***** Document passage
Virgil’s Hardware Closing After 115 Years

First published in the Oct. 30 print issue of the Glendale News Press. By Jonathan Williams

After more than a century, there are no more eggs left in this basket — Virgil’s Hardware in Glendale is closing its doors for good.
Though the longtime establishment was a favorite among novice fixer-uppers, crafters, movie set designers and professional contractors alike due to the attentive customer service and unique — even bizarre — products, Virgil’s ownership said it would not relocate after recently losing its lease. Virgil’s last day is scheduled for Sunday, Nov. 14, and the store will go the way of other nearby, family-founded businesses that have closed in recent years.
The store at 520 N. Glendale Ave. is owned by Neiman Reed Lumber Co., which also founded the California DIY Home Centers, and will disperse Virgil’s remaining inventory and employees among the other DIY locations in Burbank, Tujunga, Agoura and Thousand Oaks.
News of the closure has generated hundreds of comments across social media from customers lamenting the demise of the landmark and the quirky products they have found there over the years.
Virgil’s manager Ryan Saucier said he empathized — he, too, is sad to see the store go, especially since he’s been working at the location for more than 20 years. Saucier had just become a father when he got his start in Virgil’s plumbing department in 2002, and he became store manager just last month.
“Virgil’s means a lot to me,” Saucier said. “This was my first real job. I needed something stable and, at the time, plumbing wasn’t that stable for me. I was able to grow here. I was able to provide for my family. The owners and the managers all believed in me. It’s really hard to see it go.”
Upon hearing that the store would close, Saucier said customers began calling the location nonstop to ask if it could be saved. After some research, he noted, it came to light that the store was losing its lease. According to a proposal filed to the Glendale Planning Commission in July, a development was in the works to construct an 85,505-square-foot assisted living care/memory care center at the site.
“I don’t see how that is going to work,” Saucier said. “This is a unique area. I think that the negative impact it will have on Glendale will outweigh the good.”
Virgil’s Hardware opened in 1906; it was founded by Virgil Brinkman and passed on to his descendants. According to local news archives, Tony Maniscalchi, a former employee of the store, purchased Virgil’s in 1996 from second-generation owner Bob Brinkman. Maniscalchi then sold to the ownership of Do-It Center hardware in 2009.
“Virgil’s is going to be gone no matter what,” Saucier said. “I’m grateful for the city of Glendale and always supporting the store. They have been wanting to come here and seeking us out. The community has always embraced us. I’m sad for the community to lose it.”
Other than hardware, Virgil’s is known for its eggs, whose sale can be traced to the original owners. Recently, the fridge still sat near the automatic sliding doors that have seen thousands of customers. But now, water bottles occupied the place where the eggs once sat.
**********
• _Problem description_: Copy the hardware store article from "Virgil’s Hardware Closing" to "in recent years.", replacing "eggs" with "nails".
***** Recorded data
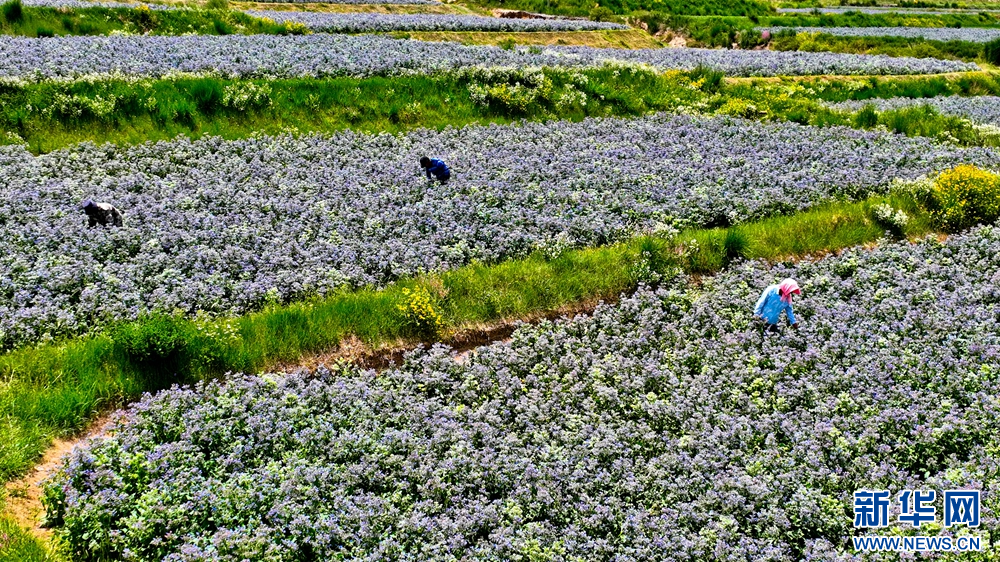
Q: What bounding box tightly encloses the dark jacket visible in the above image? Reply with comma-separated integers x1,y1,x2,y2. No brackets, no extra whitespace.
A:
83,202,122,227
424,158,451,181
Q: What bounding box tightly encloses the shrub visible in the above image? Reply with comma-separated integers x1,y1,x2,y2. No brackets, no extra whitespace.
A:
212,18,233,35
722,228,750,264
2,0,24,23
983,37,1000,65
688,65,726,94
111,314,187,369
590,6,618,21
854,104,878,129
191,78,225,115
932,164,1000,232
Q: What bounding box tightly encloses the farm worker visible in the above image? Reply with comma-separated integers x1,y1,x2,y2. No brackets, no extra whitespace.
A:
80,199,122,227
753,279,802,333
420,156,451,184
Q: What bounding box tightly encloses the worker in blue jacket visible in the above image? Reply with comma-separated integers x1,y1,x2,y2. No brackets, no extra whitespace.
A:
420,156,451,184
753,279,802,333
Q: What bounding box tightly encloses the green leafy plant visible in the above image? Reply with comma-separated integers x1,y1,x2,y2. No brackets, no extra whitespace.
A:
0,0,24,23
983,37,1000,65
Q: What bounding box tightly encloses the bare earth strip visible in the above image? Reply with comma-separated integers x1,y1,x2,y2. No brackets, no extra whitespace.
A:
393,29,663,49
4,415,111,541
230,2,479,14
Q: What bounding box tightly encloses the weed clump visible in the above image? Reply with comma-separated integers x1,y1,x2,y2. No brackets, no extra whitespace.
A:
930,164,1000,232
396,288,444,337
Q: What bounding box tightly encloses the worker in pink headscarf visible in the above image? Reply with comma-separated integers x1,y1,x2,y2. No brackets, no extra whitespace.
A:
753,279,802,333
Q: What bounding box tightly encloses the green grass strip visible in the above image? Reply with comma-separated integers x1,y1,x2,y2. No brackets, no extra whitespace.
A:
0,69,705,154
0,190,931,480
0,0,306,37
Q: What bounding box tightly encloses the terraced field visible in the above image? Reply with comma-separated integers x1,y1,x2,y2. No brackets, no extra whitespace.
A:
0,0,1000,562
**********
***** Recorded data
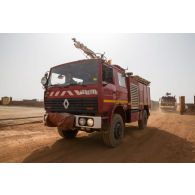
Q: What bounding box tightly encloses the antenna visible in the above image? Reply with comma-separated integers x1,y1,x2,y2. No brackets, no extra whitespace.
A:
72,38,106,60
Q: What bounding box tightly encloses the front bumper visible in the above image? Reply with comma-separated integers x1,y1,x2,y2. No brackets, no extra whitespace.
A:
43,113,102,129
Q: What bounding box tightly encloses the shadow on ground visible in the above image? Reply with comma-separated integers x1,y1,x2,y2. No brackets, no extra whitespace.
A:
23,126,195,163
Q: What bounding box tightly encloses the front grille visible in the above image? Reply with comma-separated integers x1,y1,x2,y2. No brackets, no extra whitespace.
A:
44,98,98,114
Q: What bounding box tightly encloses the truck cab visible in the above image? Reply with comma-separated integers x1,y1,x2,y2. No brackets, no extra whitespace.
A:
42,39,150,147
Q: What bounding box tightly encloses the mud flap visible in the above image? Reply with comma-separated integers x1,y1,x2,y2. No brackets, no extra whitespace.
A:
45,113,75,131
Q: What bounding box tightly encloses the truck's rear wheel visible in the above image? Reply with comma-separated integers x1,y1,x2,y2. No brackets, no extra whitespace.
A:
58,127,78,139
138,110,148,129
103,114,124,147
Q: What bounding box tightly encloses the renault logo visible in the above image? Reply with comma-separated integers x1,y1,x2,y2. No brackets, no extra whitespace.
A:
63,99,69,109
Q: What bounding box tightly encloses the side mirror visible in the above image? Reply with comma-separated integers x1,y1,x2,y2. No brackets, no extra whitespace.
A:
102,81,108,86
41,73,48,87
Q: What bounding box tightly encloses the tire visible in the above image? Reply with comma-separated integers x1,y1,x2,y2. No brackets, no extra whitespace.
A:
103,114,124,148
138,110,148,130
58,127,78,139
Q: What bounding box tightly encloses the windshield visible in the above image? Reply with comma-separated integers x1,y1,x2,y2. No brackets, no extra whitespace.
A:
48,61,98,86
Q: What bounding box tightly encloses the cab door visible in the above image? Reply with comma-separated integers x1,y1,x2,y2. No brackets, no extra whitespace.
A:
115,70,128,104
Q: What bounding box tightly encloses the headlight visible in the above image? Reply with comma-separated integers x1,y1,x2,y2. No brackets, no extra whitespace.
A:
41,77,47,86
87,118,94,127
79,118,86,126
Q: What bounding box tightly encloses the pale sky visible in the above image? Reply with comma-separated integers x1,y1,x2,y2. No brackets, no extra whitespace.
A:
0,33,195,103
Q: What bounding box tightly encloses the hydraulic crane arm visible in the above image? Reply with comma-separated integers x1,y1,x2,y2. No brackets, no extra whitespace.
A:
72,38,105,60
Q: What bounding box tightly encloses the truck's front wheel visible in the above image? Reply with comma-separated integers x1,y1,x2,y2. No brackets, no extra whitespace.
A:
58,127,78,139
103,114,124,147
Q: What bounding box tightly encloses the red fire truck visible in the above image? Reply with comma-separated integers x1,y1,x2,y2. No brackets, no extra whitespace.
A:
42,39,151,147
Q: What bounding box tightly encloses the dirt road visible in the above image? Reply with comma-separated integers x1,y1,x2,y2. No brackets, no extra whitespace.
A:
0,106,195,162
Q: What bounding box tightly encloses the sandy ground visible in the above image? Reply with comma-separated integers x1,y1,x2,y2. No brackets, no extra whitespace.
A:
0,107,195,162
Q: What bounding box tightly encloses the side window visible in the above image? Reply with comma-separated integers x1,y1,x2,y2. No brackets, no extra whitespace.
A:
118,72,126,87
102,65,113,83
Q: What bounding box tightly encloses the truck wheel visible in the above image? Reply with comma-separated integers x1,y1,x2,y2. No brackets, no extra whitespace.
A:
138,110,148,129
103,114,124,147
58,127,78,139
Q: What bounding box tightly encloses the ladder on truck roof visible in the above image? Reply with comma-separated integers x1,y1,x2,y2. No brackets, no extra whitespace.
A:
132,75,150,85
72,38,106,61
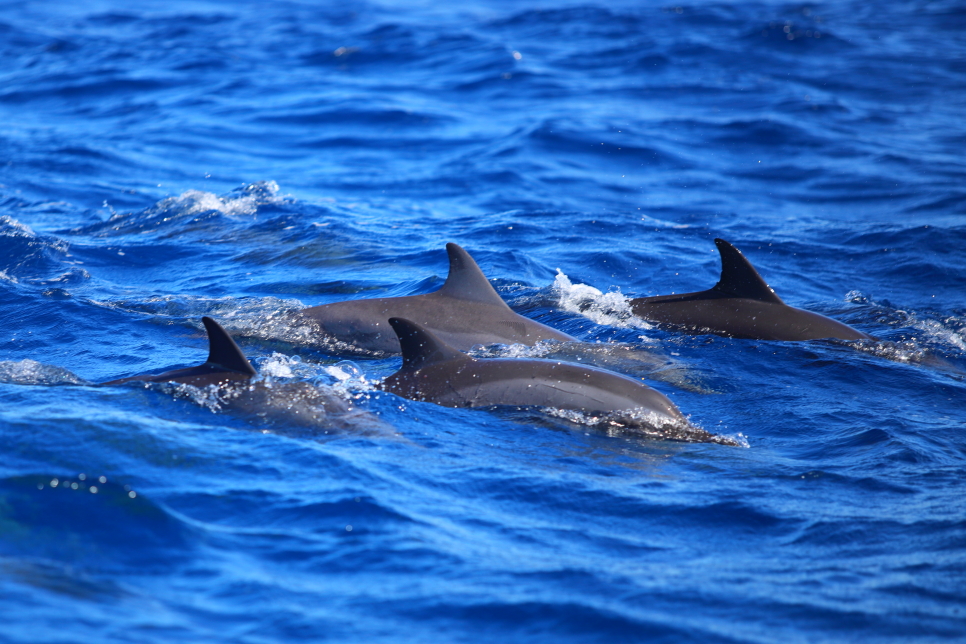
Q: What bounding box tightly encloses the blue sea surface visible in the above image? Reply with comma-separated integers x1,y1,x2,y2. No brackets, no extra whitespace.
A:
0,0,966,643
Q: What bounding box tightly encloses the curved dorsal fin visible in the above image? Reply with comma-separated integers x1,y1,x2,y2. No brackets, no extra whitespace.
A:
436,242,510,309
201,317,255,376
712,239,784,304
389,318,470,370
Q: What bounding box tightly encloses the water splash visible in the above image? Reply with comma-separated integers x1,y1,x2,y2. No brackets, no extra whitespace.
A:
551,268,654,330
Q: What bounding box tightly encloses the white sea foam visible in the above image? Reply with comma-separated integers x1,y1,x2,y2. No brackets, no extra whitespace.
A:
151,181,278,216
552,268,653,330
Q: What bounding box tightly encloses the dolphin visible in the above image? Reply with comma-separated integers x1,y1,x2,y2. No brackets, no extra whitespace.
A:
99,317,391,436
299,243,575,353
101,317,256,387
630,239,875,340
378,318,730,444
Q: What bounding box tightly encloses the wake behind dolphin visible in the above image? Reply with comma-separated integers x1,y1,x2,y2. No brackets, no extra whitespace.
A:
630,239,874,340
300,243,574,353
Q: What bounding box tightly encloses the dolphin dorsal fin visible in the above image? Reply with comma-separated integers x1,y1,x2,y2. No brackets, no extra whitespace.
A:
**********
• _Response to the task_:
Virgil’s Hardware Closing After 115 Years

First published in the Oct. 30 print issue of the Glendale News Press. By Jonathan Williams

After more than a century, there are no more nails left in this basket — Virgil’s Hardware in Glendale is closing its doors for good.
Though the longtime establishment was a favorite among novice fixer-uppers, crafters, movie set designers and professional contractors alike due to the attentive customer service and unique — even bizarre — products, Virgil’s ownership said it would not relocate after recently losing its lease. Virgil’s last day is scheduled for Sunday, Nov. 14, and the store will go the way of other nearby, family-founded businesses that have closed in recent years.